Polecenia do wykonania:
(A) Wypisz wszystkie osiedla, ulice i aleje Olsztyna, które wymienia tekst o centrum handlowym.
(B) Przeredaguj w tekście o centrum handlowym odcinek od słów "Mimo że prezydent" do słów "tam widzieć mieszkańcy.", wstawiając "urzędzie miasta" w miejsce "ratuszu".

Podany tekst:

§

Mimo że prezydent Olsztyna nie zgodził się na budowę centrum handlowego między Nagórkami a Jarotami przez firmę Rank Progress, wojewoda warmińsko-mazurski uchylił tę decyzję. Zgodnie z nowym planem zagospodarowania dla tego terenu miał tam powstać m.in. park.
Prace nad dokumentem trwały w ratuszu już w ubiegłym roku. Miejscowy plan zagospodarowania przestrzennego dla terenu między Jarotami i Nagórkami został jednak oprotestowany przez miejskich społeczników i mieszkańców przede wszystkim dlatego, że dawał inwestorom zielone światło na budowę wielkopowierzchniowego obiektu handlowego – o wiele większego, niż znajdujący się przy al. Sikorskiego Real – kosztem wielkości terenów zielonych, które chcieli tam widzieć mieszkańcy.
Mimo petycji plan został przegłosowany przez olsztyński radnych. Wkrótce jednak unieważnił go wojewoda warmińsko-mazurski. To zmobilizowało magistrat do prac nad nową wersją dokumentu. Tym razem miał on w większym stopniu uwzględnić głosy i opinie samych mieszkańców tzw. sypialni Olsztyna. Urzędnicy starali się w nim pogodzić m.in. propozycje olsztynian dotyczące budowy parku z handlowym przeznaczeniem tego terenu.
Zainteresowany tym obszarem inwestor – firma Rank Progress z siedzibą w Warszawie – wystąpił więc o pozwolenie na budowę centrum handlowego na działkach przy al. Sikorskiego i ul. Jarockiej w oparciu o poprzedni plan zagospodarowania przestrzennego z 1997 roku. W sierpniu tego roku prezydent Olsztyna wydał jednak decyzję odmowną. – W przedłożonym projekcie stwierdziliśmy niezgodność z planem i – mówiąc w największym skrócie – znaczny wzrost uciążliwości inwestycji dla środowiska i mieszkańców – tłumaczy Piotr Grzymowicz.
Na tym jednak sprawa się nie zakończyła. Inwestor odwołał się bowiem do wojewody warmińsko-mazurskiego, a ten przyznał mu rację, uchylając jednocześnie w całości blokującą budowlę handlowego molocha decyzję prezydenta. – Organ wojewódzki w całości zgadza się z bardzo obszernym i racjonalnym wywodem zawartym w odwołaniu od decyzji Prezydenta Olsztyna – czytamy w uzasadnieniu decyzji wojewody. – W ocenie organu odwoławczego, odmiennie jak to ustalił organ I instancji, projekt budowlany jest zgodny z obowiązującym miejscowym planem zagospodarowania przestrzennego terenu między Nagórkami i Jarotami w Olsztynie uchwalonym uchwałą Rady Miejskiej w Olsztynie Nr XXX/340/97 z dnia 26 lutego 1997 r.

§

Przedstawione dane:
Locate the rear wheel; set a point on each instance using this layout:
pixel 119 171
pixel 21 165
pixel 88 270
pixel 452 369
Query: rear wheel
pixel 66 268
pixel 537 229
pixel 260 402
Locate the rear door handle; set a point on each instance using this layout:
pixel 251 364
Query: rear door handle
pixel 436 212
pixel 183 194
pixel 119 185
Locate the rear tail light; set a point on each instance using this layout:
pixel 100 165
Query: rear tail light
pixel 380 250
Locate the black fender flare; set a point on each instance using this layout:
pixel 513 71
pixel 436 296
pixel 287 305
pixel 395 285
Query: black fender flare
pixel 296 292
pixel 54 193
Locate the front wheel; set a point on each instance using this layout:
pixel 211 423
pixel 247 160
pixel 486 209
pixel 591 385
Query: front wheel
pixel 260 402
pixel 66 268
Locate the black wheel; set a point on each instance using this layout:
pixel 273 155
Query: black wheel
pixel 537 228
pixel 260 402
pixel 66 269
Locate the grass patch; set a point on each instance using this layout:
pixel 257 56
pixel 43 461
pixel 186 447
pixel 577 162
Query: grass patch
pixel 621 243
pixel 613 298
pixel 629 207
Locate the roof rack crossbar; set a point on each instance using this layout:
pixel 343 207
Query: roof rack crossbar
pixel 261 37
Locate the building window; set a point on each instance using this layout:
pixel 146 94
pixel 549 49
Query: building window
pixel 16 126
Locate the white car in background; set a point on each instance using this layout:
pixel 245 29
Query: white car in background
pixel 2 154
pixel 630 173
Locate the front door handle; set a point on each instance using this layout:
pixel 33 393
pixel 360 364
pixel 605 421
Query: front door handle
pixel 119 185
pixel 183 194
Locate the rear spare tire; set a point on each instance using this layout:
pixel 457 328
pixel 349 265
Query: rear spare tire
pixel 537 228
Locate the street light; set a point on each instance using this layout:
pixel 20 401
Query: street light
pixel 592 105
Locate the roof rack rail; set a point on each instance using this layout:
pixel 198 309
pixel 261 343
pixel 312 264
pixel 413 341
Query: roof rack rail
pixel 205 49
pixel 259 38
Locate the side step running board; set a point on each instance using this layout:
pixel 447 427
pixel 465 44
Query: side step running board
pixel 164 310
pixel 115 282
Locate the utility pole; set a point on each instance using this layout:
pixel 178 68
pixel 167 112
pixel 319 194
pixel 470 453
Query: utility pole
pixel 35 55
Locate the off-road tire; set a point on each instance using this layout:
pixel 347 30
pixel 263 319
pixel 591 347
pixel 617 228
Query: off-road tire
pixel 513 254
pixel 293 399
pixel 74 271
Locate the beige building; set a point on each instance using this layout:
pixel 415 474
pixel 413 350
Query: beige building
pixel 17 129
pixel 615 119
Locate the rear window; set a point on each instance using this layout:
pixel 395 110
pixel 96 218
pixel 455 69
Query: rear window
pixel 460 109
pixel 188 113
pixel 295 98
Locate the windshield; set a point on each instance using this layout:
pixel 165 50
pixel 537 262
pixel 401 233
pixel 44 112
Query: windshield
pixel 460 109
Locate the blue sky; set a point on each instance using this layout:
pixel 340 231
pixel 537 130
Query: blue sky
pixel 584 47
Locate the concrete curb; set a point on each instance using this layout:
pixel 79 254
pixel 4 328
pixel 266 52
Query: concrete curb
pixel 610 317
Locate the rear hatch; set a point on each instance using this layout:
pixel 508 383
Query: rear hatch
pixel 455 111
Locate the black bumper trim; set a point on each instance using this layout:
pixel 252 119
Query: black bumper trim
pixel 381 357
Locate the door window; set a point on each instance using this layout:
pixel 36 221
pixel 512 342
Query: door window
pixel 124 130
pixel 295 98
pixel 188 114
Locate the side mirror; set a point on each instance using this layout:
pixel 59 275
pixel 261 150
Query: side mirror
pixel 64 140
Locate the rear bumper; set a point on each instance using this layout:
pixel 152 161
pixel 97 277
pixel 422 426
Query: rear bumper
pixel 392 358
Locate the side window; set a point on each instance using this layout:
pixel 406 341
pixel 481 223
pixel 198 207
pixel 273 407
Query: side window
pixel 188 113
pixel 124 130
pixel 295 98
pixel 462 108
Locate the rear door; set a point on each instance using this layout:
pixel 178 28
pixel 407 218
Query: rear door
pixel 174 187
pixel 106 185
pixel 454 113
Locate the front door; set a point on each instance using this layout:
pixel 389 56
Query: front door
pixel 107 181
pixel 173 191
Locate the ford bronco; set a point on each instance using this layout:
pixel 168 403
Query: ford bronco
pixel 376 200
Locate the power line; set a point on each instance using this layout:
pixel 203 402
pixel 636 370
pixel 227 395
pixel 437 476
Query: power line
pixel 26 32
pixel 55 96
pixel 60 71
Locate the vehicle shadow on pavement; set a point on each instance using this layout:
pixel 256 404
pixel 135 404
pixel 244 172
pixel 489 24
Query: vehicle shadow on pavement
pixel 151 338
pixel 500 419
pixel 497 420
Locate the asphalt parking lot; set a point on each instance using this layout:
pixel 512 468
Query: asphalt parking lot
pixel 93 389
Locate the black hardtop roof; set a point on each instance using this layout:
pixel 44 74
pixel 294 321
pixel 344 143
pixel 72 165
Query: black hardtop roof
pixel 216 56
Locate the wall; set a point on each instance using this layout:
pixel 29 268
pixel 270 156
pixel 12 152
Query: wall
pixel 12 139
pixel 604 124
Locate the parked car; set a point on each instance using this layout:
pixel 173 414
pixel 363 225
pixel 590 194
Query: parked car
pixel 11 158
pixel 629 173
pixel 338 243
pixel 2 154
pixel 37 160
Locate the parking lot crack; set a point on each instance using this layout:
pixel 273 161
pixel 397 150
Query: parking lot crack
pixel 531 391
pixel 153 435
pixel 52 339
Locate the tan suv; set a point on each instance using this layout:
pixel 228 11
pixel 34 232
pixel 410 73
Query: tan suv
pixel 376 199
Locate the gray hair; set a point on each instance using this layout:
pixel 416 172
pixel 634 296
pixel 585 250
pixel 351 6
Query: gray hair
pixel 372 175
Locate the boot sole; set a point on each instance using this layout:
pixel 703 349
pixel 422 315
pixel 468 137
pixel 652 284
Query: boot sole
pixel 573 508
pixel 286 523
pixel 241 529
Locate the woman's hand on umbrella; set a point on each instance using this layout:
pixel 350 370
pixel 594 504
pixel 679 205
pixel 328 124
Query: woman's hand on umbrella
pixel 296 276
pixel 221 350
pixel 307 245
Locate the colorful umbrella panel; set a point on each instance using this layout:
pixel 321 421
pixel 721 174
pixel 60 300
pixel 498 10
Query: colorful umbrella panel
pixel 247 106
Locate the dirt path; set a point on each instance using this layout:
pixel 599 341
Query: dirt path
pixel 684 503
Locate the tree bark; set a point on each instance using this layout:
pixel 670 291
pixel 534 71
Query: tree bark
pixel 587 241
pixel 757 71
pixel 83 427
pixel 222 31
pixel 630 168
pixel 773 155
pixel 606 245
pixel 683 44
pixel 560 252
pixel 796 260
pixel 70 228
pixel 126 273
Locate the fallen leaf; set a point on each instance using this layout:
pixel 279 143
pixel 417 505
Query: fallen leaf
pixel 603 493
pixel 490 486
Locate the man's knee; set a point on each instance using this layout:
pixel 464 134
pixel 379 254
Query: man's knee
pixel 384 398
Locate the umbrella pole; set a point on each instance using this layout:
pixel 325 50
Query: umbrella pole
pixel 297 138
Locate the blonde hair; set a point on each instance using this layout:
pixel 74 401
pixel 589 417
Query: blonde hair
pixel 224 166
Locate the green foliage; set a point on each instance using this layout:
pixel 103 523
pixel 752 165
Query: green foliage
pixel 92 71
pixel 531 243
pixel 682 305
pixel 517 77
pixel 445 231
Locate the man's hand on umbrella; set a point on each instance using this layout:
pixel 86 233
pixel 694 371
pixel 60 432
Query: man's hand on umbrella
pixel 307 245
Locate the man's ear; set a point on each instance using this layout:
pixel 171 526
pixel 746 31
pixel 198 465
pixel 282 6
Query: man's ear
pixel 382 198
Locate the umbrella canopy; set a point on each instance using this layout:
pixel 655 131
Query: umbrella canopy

§

Odpowiedzi do ćwiczenia:
(A) Nagórki, Jaroty, al. Sikorskiego, ul. Jarocka

(B)
Mimo że prezydent Olsztyna nie zgodził się na budowę centrum handlowego między Nagórkami a Jarotami przez firmę Rank Progress, wojewoda warmińsko-mazurski uchylił tę decyzję. Zgodnie z nowym planem zagospodarowania dla tego terenu miał tam powstać m.in. park.
Prace nad dokumentem trwały w urzędzie miasta już w ubiegłym roku. Miejscowy plan zagospodarowania przestrzennego dla terenu między Jarotami i Nagórkami został jednak oprotestowany przez miejskich społeczników i mieszkańców przede wszystkim dlatego, że dawał inwestorom zielone światło na budowę wielkopowierzchniowego obiektu handlowego – o wiele większego, niż znajdujący się przy al. Sikorskiego Real – kosztem wielkości terenów zielonych, które chcieli tam widzieć mieszkańcy.